EXERCISE TEXT:
+-------+
Behavioural interventions can include exercise, as well as behavioural modification interventions.
Dietary supplements such as Ginkgo biloba have also been investigated in irradiated brain tumour patients (Attia 2012).
How the intervention might work
Clinical trials have explored the prevention and treatment of cognitive deficits by targeting pharmacological, psychological or behavioural pathways, as well as other biological pathways.
Pharmacological interventions may prevent cognitive deficits via their neuroprotective role during WBRT such as memantine, an N-Methyl-D-aspartate receptor antagonist (Brown 2013), and lithium, found to reduce oxidative distress via the glutathione system (Machado-Vieira 2007).
Pharmacological interventions may ameliorate cognitive deficits via their involvement in critical neurotransmitter pathways. Methylphenidate is a CNS stimulant found to have a positive effect on attention due to its action on the brain centre for attention control, the fronto-striatal network, by increasing dopamine and noradrenaline concentrations (Volkow 2002). Another centrally acting drug is donepezil, a reversible cholinesterase inhibitor involved in inhibiting the breakdown of the neurotransmitter acetylcholine. This may have a cognitive enhancing effect by prolonging and improving cholinergic function, associated with learning and memory (Steinberg 2011).
Medical interventions have also been considered to help prevent or treat cognitive deficits. Hyperbaric oxygen therapy has been used to improve damage to the nervous system by stimulating angiogenesis, the process through which new blood vessels are formed from pre-existing blood vessels (Gill 2004).
Psychological interventions may help prevent and improve cognitive deficits by retraining cognitive capacities such as attention and memory, or via compensation strategies such as memory aids. These interventions target the plasticity of the brain, via restoration or reorganisation of function (Miotto 2013; Mora 2013). For example, Cicerone 2011 reviewed 370 cognitive rehabilitation interventions and found supportive evidence for its role in patients with traumatic brain injury and stroke.
+-------+
MATERIAL SHOWN:
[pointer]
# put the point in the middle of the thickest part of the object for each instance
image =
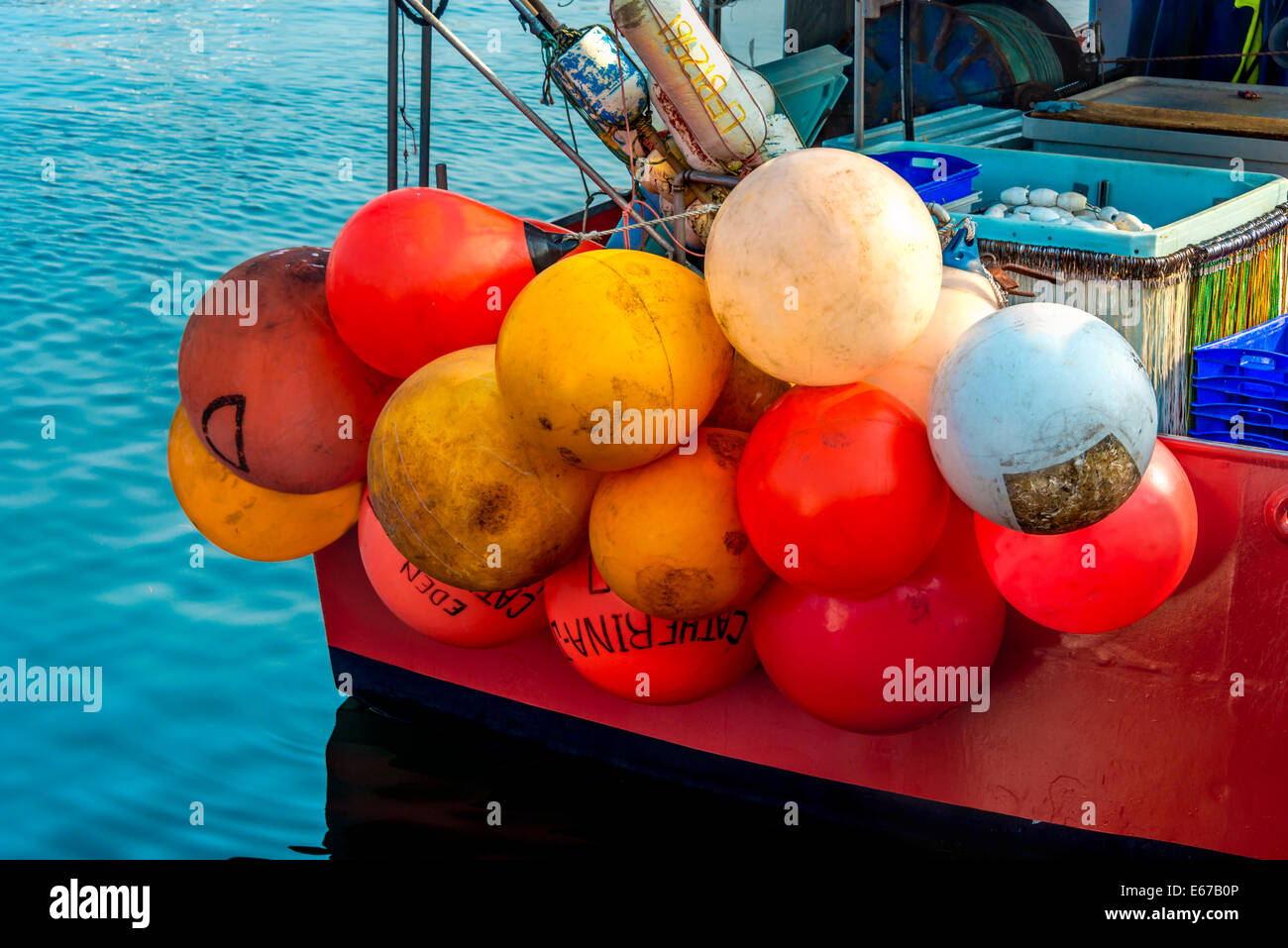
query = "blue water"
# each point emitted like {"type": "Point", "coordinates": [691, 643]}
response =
{"type": "Point", "coordinates": [217, 685]}
{"type": "Point", "coordinates": [136, 147]}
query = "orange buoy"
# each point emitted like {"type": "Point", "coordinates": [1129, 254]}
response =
{"type": "Point", "coordinates": [458, 488]}
{"type": "Point", "coordinates": [746, 395]}
{"type": "Point", "coordinates": [438, 609]}
{"type": "Point", "coordinates": [420, 272]}
{"type": "Point", "coordinates": [248, 520]}
{"type": "Point", "coordinates": [668, 536]}
{"type": "Point", "coordinates": [609, 360]}
{"type": "Point", "coordinates": [267, 382]}
{"type": "Point", "coordinates": [640, 657]}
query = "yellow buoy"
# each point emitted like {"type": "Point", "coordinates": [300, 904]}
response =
{"type": "Point", "coordinates": [746, 395]}
{"type": "Point", "coordinates": [462, 492]}
{"type": "Point", "coordinates": [608, 360]}
{"type": "Point", "coordinates": [248, 520]}
{"type": "Point", "coordinates": [909, 376]}
{"type": "Point", "coordinates": [668, 537]}
{"type": "Point", "coordinates": [822, 265]}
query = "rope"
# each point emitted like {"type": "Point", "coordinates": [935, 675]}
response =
{"type": "Point", "coordinates": [692, 213]}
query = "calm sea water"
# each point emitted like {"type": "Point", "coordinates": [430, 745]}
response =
{"type": "Point", "coordinates": [146, 138]}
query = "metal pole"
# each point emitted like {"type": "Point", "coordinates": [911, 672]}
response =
{"type": "Point", "coordinates": [391, 119]}
{"type": "Point", "coordinates": [859, 46]}
{"type": "Point", "coordinates": [541, 125]}
{"type": "Point", "coordinates": [906, 60]}
{"type": "Point", "coordinates": [426, 53]}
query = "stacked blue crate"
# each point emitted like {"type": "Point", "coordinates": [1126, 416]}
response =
{"type": "Point", "coordinates": [1240, 388]}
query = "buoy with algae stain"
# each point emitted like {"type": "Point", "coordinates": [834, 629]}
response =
{"type": "Point", "coordinates": [668, 536]}
{"type": "Point", "coordinates": [438, 609]}
{"type": "Point", "coordinates": [609, 359]}
{"type": "Point", "coordinates": [642, 657]}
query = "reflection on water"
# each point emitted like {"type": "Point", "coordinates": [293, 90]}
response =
{"type": "Point", "coordinates": [400, 790]}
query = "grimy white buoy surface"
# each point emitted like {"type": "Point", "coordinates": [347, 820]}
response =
{"type": "Point", "coordinates": [1042, 419]}
{"type": "Point", "coordinates": [822, 265]}
{"type": "Point", "coordinates": [910, 373]}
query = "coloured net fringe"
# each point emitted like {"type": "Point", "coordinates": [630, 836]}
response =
{"type": "Point", "coordinates": [1167, 305]}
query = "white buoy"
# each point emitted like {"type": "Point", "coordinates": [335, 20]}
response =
{"type": "Point", "coordinates": [1043, 197]}
{"type": "Point", "coordinates": [822, 265]}
{"type": "Point", "coordinates": [909, 376]}
{"type": "Point", "coordinates": [1016, 196]}
{"type": "Point", "coordinates": [1042, 419]}
{"type": "Point", "coordinates": [1072, 201]}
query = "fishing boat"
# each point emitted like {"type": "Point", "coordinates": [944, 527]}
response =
{"type": "Point", "coordinates": [1173, 729]}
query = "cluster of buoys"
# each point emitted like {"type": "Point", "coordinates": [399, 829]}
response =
{"type": "Point", "coordinates": [831, 453]}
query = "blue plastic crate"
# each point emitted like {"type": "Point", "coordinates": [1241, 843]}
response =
{"type": "Point", "coordinates": [918, 170]}
{"type": "Point", "coordinates": [1270, 419]}
{"type": "Point", "coordinates": [1222, 429]}
{"type": "Point", "coordinates": [1258, 355]}
{"type": "Point", "coordinates": [1245, 389]}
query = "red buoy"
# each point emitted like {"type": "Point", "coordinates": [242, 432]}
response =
{"type": "Point", "coordinates": [267, 382]}
{"type": "Point", "coordinates": [898, 660]}
{"type": "Point", "coordinates": [1108, 575]}
{"type": "Point", "coordinates": [438, 609]}
{"type": "Point", "coordinates": [838, 492]}
{"type": "Point", "coordinates": [420, 272]}
{"type": "Point", "coordinates": [639, 657]}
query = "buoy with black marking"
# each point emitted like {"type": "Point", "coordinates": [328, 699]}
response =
{"type": "Point", "coordinates": [420, 272]}
{"type": "Point", "coordinates": [267, 382]}
{"type": "Point", "coordinates": [1042, 419]}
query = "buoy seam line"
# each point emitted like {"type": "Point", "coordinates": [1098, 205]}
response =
{"type": "Point", "coordinates": [670, 375]}
{"type": "Point", "coordinates": [536, 469]}
{"type": "Point", "coordinates": [385, 478]}
{"type": "Point", "coordinates": [423, 506]}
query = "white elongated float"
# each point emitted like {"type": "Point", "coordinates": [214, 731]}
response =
{"type": "Point", "coordinates": [684, 59]}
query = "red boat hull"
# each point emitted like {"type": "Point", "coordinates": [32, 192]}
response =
{"type": "Point", "coordinates": [1173, 728]}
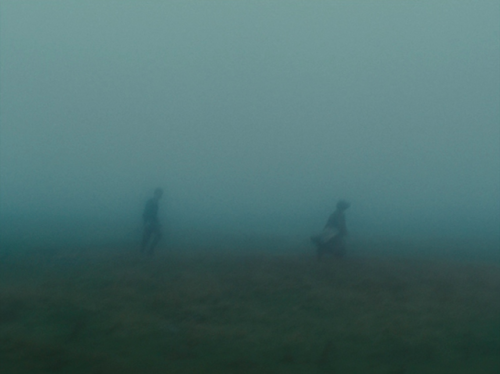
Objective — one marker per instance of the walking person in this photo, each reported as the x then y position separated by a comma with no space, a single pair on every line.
332,238
152,227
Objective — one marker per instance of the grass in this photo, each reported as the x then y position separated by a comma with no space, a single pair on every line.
94,310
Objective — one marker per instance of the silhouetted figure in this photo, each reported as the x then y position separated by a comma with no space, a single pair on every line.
152,227
332,238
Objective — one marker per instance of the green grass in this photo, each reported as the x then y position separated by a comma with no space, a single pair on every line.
113,311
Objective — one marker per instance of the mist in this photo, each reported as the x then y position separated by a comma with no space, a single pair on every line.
253,116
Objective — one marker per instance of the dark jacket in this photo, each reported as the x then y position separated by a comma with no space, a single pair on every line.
337,221
150,214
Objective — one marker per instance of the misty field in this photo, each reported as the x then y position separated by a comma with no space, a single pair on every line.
109,310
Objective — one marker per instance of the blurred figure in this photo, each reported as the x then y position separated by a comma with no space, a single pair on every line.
152,227
332,238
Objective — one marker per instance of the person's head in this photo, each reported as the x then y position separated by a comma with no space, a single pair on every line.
343,205
158,193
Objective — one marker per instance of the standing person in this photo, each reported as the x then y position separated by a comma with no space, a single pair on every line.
332,238
152,225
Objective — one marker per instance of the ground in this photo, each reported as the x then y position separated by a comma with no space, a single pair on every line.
110,310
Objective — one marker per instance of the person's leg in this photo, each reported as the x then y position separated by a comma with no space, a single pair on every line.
156,238
146,234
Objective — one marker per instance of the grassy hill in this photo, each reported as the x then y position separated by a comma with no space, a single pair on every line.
109,310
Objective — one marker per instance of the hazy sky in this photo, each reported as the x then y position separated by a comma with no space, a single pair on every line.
250,111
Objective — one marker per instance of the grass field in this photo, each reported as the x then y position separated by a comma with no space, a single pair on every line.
109,310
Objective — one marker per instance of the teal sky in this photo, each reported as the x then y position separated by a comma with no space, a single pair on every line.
255,111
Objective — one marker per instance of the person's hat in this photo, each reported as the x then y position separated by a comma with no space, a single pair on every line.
343,205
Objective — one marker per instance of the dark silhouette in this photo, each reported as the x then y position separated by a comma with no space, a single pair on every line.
152,227
332,239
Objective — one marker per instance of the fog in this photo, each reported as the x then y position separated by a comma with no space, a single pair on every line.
253,116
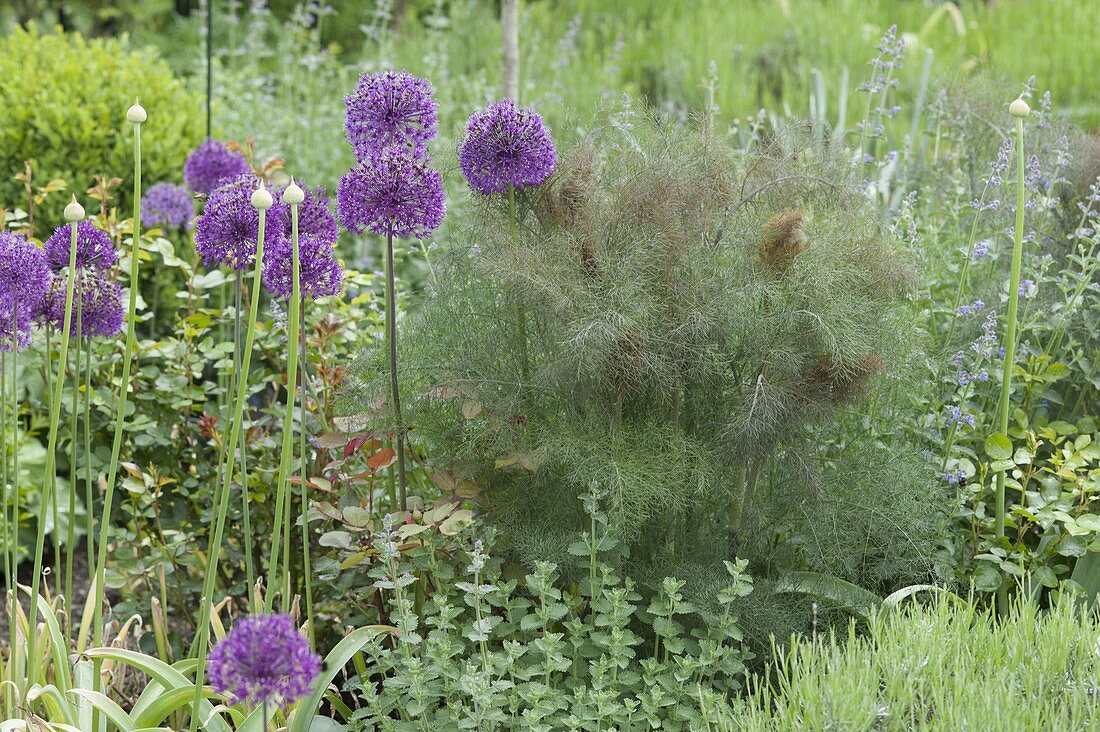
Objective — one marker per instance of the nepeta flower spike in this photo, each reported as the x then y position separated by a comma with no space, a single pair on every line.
264,659
210,164
392,194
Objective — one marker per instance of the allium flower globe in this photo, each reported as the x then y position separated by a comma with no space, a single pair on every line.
167,204
229,227
101,313
24,281
393,193
506,145
391,109
210,164
264,659
319,272
94,248
315,217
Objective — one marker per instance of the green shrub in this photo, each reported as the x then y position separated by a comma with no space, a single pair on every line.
63,100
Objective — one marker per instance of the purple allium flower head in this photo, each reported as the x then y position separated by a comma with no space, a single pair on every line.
228,229
264,659
24,277
94,248
319,271
211,163
168,204
315,217
392,193
506,145
391,109
100,314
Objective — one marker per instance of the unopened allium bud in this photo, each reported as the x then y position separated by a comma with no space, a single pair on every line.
294,195
74,211
136,113
783,240
262,198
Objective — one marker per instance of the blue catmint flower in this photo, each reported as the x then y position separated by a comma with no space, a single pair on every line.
319,271
24,281
391,109
169,205
506,145
229,227
94,248
210,164
392,193
264,659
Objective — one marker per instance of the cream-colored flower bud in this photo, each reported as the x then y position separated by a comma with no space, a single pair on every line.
294,194
262,198
74,211
136,113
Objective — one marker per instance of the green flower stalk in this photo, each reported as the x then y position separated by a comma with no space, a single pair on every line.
74,212
261,200
1019,109
293,196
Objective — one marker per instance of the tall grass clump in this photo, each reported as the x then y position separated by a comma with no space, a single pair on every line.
664,320
930,668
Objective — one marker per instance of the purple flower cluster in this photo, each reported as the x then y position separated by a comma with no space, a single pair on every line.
+-------+
ASSIGNMENT 1:
In the passage on interventions for cognitive deficits, what process does hyperbaric oxygen therapy stimulate?
ASSIGNMENT 2:
Continue the passage on interventions for cognitive deficits, starting right after its last sentence.
You can disregard the lines above.

OUTPUT 1:
It stimulates angiogenesis, the process through which new blood vessels are formed from pre-existing blood vessels.

OUTPUT 2:
Behavioural interventions, such as exercise, may also help ameliorate or prevent cognitive deficits. Exercise has been associated with increases in cerebral blood flow, increased hippocampal neurogenesis, changes in neurotransmitter release and arousal levels and brain structure, and particularly through the involvement of Brain Derived Neurotrophic Factor (Gligoroska 2012).
Other non-pharmacological interventions, such as those involving diet modifications, may also play a role in improving cognitive functioning. The dietary supplement Ginkgo biloba has been associated with regulating signalling pathways, cellular metabolism and gene transcription (Smith 2003).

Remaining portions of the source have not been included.